>> BEGIN Records to use

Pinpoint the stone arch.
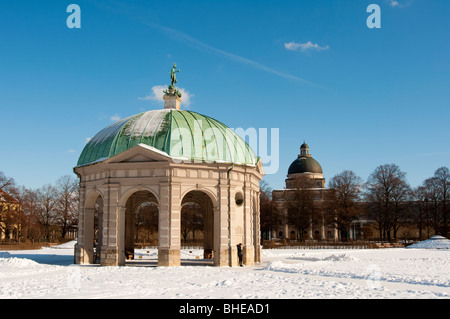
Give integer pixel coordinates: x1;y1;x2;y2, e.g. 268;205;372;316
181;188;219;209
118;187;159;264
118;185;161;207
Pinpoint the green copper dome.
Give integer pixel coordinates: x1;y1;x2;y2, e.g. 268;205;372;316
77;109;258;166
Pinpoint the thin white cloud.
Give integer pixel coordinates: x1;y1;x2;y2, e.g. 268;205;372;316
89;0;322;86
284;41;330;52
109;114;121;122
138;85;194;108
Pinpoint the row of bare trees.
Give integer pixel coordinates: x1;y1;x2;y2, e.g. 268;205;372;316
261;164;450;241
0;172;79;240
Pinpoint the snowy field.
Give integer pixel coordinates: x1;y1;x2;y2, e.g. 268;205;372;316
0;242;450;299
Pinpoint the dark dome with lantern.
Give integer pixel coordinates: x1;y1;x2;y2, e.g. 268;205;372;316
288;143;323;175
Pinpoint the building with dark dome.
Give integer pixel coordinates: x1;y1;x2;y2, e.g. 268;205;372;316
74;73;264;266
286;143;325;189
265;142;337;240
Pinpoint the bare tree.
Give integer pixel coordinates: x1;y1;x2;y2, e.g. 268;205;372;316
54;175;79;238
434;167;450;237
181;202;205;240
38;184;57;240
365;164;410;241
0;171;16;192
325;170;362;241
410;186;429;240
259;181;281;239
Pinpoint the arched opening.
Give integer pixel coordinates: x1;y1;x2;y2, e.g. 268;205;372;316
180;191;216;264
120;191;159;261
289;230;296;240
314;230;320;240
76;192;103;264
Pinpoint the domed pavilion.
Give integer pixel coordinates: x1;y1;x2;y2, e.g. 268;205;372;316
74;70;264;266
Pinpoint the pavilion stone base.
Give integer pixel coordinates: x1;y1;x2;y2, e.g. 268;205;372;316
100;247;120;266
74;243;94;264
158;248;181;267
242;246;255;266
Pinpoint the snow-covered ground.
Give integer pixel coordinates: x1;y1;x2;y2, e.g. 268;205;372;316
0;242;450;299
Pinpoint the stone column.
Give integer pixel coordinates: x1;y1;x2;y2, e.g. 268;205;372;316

>> END Records to use

§ **Written request**:
Reproduce every line of the material verbatim, omitting the pictures.

§ **Expected output**:
Pinpoint the stone arch.
Give integer pixel coordinates: x1;y1;x2;y2, e.g. 268;205;372;316
181;188;219;209
118;187;159;264
118;185;161;207
Pinpoint the green copper dome.
Give integer pixel coordinates: x1;y1;x2;y2, e.g. 268;205;372;316
77;109;258;166
Pinpoint the thin white cloud.
Give integer pixel coordinates: x1;y1;x2;y2, e.g. 268;205;372;316
89;0;322;86
284;41;330;52
109;114;121;122
138;85;194;108
Pinpoint the row of bare trees.
Give integer pixel coordinates: x1;y1;x2;y2, e.g. 268;205;372;316
261;164;450;241
0;172;79;240
Pinpoint the snowy field.
Give integer pixel coordinates: x1;y1;x2;y2, e.g. 268;205;372;316
0;242;450;299
Pinpoint the dark dome with lantern.
Give integer pixel coordinates: x1;y1;x2;y2, e.g. 268;205;372;316
288;143;323;175
Pinpoint the building with dark dome.
Give integer pixel coordinates: x1;y1;x2;y2, e.g. 268;205;372;316
74;73;264;266
286;143;325;189
265;142;337;240
Pinpoint the bare tree.
Give integer pixel coordinates: x1;y1;x2;y2, e.g. 268;205;372;316
54;175;79;238
434;167;450;237
181;202;205;240
38;184;57;240
365;164;410;241
0;171;16;192
325;170;362;241
410;186;429;240
259;181;281;239
Pinpoint the arched opening.
Give integer pixel coordinates: x1;y1;x2;y2, e.g. 268;205;372;316
180;191;216;264
120;191;159;261
289;230;296;240
314;230;320;240
76;192;103;264
Pinpoint the domed pavilion.
Give integer pixel coordinates: x1;y1;x2;y2, e.g. 268;205;372;316
74;70;264;266
Pinpoint the pavilion stone base.
Give integer pixel coordinates: x1;y1;x2;y2, e.g. 268;205;372;316
100;247;120;266
74;243;94;264
158;248;181;267
242;246;255;266
Pinpoint the snow-covered ground.
Give integer pixel coordinates: x1;y1;x2;y2, e.g. 268;205;372;316
0;242;450;299
Pinpoint the stone column.
Give integer pixel coordinates: x1;y1;x2;y2, e.g. 268;205;372;316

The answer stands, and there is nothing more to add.